> [Instructions to follow]: In the Ethereum 2.0 article, reproduce the passage starting with "The History of Ethereum 2.0" and going on through "History of Ethereum.", word for word.

> [Given text]:
What Is Ethereum 2.0?

7 Jun 2022

Ethereum 2.0 (Eth2) is a major upgrade to the current Ethereum public mainnet, designed to accelerate Ethereum’s usage and adoption by improving its performance.

The History of Ethereum 2.0
Ethereum 2.0 is not a new idea in the Ethereum community. A shift in Ethereum’s underlying consensus mechanism to address the restrictions of a Proof of Work blockchain has existed since the blockchain’s genesis. Ethereum 2.0 arrives on the heels of many planned upgrades to the Ethereum mainnet following the mainnet Frontier launch in July 2015, namely:

Homestead, March 2016
Metropolis: Byzantium, October 2017
Metropolis: Constantinople, February 2019
Istanbul, December 2019
The launch of Ethereum 2.0 is especially significant compared to past upgrades because of the implementation of a Proof of Stake consensus mechanism, moving the network away from its existing Proof of Work architecture.

For more detail on the history of Ethereum upgrades, read A Short History of Ethereum.

Proof of Stake
Proof of Stake (PoS) is the most significant change in Ethereum 2.0, because it reforms the crypto-economic incentive structure for validating the blockchain. Ethereum’s current architecture is maintained by a Proof of Work (PoW) consensus mechanism. The components of Proof of Work are well-known to the blockchain community: it is the architecture used for the most utilized blockchains to date, including Bitcoin, Ethereum, Litecoin, and more. In Proof of Work, miners run nodes and expend computational energy to solve complex mathematical problems in a competition to mine the next block.

> [Records]:
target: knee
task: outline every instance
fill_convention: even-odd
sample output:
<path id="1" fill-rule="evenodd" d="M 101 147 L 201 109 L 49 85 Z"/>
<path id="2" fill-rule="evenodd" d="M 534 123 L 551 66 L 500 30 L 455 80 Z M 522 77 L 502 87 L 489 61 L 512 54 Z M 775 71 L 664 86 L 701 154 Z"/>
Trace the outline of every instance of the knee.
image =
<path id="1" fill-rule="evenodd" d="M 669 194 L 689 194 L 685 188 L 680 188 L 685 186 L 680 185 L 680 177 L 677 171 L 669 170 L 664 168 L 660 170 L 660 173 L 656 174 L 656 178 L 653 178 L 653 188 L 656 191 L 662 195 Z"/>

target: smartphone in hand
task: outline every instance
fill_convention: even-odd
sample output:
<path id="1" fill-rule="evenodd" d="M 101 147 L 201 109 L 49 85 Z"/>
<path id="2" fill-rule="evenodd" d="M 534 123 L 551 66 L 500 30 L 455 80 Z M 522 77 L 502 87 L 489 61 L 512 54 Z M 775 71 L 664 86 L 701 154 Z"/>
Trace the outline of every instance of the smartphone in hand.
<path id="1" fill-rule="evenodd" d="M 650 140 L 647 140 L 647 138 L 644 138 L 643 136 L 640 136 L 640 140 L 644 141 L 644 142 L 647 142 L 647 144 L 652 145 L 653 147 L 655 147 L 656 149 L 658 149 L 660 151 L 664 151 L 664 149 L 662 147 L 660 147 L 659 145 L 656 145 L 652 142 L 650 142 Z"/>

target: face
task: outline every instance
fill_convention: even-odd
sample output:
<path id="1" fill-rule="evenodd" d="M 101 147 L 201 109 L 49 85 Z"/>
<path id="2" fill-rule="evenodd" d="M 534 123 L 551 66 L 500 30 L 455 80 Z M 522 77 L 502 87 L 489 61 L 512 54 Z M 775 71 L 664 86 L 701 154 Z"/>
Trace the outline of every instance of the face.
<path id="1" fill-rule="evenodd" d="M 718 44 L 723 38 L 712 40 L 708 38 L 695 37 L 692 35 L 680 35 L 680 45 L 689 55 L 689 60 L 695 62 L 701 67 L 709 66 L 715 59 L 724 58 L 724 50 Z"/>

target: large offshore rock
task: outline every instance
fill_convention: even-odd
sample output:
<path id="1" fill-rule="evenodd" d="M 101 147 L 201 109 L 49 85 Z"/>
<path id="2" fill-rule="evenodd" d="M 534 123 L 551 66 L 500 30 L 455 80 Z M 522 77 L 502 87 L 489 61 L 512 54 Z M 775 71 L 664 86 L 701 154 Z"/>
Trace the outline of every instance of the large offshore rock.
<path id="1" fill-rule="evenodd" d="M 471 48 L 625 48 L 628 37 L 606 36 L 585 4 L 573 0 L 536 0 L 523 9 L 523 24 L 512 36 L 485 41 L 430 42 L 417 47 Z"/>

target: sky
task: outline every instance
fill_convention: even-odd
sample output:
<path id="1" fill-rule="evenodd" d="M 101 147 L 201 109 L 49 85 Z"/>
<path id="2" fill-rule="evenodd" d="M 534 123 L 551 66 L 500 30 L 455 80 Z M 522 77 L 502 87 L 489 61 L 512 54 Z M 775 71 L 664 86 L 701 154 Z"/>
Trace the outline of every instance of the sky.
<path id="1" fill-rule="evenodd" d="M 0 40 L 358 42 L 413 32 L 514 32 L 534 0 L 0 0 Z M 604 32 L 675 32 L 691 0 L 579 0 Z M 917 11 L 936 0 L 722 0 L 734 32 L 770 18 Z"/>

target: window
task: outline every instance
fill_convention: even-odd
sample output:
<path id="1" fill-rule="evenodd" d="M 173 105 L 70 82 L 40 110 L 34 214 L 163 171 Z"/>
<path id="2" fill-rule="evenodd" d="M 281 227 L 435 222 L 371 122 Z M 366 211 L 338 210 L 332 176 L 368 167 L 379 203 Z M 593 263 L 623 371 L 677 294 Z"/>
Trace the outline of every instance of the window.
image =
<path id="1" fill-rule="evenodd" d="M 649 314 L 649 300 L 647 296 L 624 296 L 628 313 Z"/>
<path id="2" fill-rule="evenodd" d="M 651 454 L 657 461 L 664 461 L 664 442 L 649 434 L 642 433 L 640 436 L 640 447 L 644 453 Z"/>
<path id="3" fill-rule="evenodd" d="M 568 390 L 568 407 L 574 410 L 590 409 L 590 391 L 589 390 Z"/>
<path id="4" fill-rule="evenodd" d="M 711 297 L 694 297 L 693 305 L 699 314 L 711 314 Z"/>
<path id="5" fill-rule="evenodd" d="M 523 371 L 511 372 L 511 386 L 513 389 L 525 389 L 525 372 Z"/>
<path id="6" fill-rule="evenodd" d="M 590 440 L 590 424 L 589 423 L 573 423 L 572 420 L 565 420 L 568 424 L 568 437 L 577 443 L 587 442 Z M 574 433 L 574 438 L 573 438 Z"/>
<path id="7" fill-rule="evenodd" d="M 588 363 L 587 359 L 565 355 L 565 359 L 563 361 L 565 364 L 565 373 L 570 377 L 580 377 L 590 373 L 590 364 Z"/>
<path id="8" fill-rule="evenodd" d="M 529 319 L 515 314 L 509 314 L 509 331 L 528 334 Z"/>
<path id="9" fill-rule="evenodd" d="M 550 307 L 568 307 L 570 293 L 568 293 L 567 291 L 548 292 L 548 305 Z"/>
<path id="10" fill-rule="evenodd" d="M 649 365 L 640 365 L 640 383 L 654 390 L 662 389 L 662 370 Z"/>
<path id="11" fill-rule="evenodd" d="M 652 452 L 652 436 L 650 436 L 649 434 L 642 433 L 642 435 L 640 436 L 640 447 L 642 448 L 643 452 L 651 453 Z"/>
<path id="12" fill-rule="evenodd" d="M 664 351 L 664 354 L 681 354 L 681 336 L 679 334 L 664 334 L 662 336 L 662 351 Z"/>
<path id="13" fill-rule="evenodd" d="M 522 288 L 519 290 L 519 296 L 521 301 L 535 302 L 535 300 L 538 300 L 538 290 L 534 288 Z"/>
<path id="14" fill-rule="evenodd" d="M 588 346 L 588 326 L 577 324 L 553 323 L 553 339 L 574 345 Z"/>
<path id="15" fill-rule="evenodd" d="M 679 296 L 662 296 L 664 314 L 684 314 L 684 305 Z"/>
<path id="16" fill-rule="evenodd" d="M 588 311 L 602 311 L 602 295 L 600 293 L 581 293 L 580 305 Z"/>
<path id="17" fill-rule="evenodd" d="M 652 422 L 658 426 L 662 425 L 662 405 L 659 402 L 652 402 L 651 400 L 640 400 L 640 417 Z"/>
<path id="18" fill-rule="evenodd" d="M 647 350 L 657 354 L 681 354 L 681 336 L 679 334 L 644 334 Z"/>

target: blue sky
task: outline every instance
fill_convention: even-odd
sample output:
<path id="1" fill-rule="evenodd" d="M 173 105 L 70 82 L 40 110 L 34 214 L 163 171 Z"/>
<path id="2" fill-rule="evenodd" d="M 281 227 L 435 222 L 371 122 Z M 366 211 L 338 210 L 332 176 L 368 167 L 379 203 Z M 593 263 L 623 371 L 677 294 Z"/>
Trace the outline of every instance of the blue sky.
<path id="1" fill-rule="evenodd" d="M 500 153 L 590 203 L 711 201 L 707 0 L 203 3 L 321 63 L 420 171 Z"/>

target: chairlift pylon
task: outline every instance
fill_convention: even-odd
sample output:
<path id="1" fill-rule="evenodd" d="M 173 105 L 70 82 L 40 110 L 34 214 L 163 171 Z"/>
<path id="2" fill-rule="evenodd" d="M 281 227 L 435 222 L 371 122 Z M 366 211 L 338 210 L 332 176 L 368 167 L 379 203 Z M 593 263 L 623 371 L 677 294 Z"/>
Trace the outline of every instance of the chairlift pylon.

> [Answer for the task]:
The History of Ethereum 2.0
Ethereum 2.0 is not a new idea in the Ethereum community. A shift in Ethereum’s underlying consensus mechanism to address the restrictions of a Proof of Work blockchain has existed since the blockchain’s genesis. Ethereum 2.0 arrives on the heels of many planned upgrades to the Ethereum mainnet following the mainnet Frontier launch in July 2015, namely:

Homestead, March 2016
Metropolis: Byzantium, October 2017
Metropolis: Constantinople, February 2019
Istanbul, December 2019
The launch of Ethereum 2.0 is especially significant compared to past upgrades because of the implementation of a Proof of Stake consensus mechanism, moving the network away from its existing Proof of Work architecture.

For more detail on the history of Ethereum upgrades, read A Short History of Ethereum.